- [Exercise materials]

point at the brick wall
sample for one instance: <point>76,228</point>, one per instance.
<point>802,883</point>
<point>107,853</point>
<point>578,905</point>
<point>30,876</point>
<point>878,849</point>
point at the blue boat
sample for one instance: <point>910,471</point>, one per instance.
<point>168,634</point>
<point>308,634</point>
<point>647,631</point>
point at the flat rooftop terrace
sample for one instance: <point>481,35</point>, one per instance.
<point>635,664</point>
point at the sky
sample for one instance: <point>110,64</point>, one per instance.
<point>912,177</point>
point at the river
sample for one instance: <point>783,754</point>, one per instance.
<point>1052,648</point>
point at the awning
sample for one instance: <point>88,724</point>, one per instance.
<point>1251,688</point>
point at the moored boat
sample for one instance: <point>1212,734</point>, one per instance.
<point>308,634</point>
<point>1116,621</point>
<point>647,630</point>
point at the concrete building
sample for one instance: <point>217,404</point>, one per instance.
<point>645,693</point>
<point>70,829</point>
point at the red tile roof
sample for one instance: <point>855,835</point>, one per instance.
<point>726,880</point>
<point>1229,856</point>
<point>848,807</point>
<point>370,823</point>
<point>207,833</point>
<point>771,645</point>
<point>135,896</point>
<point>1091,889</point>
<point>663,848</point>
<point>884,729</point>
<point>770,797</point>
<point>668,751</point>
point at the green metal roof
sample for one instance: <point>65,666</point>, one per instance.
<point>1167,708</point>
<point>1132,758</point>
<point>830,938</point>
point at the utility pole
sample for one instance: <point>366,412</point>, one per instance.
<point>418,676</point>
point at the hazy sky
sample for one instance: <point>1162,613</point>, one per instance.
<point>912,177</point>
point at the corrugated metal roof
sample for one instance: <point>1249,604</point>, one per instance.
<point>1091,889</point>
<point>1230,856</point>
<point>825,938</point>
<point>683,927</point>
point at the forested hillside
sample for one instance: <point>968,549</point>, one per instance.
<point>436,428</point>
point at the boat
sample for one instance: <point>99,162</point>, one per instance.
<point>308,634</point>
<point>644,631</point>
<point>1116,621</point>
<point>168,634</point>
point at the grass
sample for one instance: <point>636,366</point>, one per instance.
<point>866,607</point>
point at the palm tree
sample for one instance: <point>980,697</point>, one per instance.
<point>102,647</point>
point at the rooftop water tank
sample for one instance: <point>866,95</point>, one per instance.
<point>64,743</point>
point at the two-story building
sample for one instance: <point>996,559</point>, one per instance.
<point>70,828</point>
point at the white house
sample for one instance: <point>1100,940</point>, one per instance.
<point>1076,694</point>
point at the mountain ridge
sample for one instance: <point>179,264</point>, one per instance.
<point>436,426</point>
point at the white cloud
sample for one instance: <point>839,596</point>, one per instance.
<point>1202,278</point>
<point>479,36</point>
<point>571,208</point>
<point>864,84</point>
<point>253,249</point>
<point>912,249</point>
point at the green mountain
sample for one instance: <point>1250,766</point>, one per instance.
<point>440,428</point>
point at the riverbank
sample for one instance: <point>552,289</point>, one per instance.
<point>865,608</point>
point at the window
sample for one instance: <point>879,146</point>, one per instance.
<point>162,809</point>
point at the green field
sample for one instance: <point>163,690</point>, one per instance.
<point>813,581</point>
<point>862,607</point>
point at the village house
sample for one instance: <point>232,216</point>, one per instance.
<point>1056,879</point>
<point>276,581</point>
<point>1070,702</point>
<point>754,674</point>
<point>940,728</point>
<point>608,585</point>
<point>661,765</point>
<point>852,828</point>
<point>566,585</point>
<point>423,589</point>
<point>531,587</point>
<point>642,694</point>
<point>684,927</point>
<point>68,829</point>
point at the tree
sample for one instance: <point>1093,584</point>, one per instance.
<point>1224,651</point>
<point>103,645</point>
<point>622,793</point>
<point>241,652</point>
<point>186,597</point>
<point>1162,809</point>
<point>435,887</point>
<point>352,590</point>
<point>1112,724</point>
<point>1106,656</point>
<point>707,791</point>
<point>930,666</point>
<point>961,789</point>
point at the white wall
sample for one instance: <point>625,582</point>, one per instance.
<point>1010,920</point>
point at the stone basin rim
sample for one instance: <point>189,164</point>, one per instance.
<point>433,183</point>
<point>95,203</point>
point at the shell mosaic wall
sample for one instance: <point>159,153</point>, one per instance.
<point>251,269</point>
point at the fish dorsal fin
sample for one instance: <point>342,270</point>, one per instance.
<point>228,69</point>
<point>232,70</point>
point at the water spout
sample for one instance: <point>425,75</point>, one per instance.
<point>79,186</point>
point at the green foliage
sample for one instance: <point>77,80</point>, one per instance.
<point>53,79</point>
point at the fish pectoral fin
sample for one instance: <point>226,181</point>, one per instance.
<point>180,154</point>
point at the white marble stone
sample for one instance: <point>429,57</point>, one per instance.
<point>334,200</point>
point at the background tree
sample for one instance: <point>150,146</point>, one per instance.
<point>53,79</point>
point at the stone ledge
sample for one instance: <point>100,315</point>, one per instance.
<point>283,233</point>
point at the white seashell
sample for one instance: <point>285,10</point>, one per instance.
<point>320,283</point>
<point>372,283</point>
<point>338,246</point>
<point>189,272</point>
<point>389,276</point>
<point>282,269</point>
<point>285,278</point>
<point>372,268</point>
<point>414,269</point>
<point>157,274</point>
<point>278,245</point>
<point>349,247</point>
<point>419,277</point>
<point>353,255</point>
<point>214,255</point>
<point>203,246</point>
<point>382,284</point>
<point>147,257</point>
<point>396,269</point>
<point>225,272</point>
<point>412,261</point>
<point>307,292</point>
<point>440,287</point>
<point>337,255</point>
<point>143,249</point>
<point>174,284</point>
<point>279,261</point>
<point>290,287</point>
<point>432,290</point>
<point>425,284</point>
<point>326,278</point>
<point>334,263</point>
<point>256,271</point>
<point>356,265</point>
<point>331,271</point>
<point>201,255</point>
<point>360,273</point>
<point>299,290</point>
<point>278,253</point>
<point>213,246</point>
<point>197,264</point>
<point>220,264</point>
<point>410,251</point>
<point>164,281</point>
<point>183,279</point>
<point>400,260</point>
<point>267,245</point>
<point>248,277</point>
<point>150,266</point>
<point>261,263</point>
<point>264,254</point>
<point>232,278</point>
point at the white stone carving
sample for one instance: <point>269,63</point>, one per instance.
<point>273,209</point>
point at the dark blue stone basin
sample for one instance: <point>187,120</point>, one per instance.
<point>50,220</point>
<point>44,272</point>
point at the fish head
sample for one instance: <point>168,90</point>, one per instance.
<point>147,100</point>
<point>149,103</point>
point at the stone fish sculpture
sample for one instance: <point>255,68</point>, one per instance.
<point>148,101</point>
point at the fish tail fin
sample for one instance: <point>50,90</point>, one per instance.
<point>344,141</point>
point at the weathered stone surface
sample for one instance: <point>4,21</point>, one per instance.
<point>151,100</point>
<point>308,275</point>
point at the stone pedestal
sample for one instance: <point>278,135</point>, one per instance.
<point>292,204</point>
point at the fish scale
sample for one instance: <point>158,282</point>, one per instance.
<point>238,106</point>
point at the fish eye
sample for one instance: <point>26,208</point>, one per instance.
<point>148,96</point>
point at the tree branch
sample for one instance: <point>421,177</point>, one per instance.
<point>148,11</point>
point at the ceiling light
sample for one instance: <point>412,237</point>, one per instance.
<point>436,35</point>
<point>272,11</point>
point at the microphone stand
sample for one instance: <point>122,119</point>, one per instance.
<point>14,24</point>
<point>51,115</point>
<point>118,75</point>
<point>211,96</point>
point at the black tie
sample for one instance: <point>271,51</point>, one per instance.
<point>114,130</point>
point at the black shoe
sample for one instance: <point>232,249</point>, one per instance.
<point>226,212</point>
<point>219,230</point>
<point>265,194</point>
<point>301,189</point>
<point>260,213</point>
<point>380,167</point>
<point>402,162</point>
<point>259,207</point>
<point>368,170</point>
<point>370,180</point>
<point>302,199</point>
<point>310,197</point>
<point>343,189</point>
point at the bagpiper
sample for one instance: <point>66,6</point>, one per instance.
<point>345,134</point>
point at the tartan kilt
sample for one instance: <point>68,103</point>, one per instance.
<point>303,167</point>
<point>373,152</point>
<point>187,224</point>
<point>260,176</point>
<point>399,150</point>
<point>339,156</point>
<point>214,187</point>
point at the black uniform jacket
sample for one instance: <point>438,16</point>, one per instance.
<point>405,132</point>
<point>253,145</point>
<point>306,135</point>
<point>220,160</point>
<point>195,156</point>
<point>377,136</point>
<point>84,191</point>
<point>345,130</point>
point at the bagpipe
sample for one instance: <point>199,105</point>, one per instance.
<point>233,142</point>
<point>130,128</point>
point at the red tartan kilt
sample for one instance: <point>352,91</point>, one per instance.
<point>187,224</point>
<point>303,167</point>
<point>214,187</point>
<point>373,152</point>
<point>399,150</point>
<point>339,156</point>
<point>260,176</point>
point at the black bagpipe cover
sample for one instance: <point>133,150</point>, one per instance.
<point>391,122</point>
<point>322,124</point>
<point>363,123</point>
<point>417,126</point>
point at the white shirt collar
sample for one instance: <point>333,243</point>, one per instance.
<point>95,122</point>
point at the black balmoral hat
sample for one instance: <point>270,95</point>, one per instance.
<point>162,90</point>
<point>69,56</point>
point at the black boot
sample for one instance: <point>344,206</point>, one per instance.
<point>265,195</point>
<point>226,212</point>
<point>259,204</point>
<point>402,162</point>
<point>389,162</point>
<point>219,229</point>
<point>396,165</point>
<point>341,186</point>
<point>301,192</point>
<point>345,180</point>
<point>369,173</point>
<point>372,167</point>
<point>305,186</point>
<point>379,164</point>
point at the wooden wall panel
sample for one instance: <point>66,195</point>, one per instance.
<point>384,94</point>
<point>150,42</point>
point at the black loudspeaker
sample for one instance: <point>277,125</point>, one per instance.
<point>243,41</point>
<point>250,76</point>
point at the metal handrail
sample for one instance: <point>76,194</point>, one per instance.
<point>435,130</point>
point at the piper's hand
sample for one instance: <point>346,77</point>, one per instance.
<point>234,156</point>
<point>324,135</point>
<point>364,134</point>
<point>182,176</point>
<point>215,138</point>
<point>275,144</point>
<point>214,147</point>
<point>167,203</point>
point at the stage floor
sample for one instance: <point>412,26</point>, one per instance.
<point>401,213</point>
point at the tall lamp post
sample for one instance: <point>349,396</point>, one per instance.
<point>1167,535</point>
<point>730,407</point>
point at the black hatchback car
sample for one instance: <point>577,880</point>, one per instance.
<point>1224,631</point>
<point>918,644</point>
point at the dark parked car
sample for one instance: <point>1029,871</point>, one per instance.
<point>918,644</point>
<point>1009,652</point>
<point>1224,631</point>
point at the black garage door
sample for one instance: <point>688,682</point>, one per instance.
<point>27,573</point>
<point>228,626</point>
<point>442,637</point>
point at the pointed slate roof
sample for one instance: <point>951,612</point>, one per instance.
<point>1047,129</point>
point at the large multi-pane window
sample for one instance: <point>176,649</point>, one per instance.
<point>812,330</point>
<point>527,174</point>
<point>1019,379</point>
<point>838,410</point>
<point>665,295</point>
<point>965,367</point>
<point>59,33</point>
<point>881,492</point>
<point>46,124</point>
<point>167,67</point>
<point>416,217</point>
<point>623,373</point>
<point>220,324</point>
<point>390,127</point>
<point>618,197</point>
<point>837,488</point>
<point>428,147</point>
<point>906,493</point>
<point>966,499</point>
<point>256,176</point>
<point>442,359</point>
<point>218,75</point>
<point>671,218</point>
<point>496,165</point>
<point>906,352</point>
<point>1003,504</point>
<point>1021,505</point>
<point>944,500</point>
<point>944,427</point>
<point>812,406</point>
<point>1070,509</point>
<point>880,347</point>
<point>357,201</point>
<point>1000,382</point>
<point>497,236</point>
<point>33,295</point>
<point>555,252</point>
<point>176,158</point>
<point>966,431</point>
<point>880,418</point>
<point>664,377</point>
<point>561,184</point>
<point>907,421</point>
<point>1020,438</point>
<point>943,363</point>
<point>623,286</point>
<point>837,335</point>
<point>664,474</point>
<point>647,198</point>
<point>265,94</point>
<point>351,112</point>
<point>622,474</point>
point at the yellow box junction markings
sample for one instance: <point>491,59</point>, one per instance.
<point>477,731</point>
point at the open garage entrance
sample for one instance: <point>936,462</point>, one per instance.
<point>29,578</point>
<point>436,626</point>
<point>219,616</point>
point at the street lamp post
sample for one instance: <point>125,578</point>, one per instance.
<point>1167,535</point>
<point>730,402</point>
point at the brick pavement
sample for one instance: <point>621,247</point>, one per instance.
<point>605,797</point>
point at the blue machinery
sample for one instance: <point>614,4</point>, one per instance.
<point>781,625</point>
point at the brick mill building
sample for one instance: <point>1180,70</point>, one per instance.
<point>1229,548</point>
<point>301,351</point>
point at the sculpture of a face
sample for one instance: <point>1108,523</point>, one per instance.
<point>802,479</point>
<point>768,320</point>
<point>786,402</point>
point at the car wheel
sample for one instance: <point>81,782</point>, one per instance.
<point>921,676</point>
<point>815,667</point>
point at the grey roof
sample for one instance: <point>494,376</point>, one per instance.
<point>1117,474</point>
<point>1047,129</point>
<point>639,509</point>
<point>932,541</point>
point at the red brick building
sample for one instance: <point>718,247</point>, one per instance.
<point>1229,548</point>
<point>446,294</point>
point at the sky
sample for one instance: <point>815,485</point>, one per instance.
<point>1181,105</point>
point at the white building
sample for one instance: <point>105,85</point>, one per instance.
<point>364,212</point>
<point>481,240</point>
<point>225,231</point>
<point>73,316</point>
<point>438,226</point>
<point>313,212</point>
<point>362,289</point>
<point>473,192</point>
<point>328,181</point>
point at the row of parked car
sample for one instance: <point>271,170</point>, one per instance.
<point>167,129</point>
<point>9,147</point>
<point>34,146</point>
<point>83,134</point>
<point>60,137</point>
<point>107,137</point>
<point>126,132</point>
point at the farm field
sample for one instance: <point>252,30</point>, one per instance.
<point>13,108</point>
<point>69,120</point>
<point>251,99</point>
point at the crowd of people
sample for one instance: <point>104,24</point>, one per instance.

- [Assignment] Once you have found every line in the listing that holds the string "fish", copy each of them.

- [Answer for this exercise]
point at the fish dorsal fin
point at the fish pectoral fin
point at the fish head
point at the stone fish sculpture
point at the fish tail fin
point at the fish scale
point at the fish eye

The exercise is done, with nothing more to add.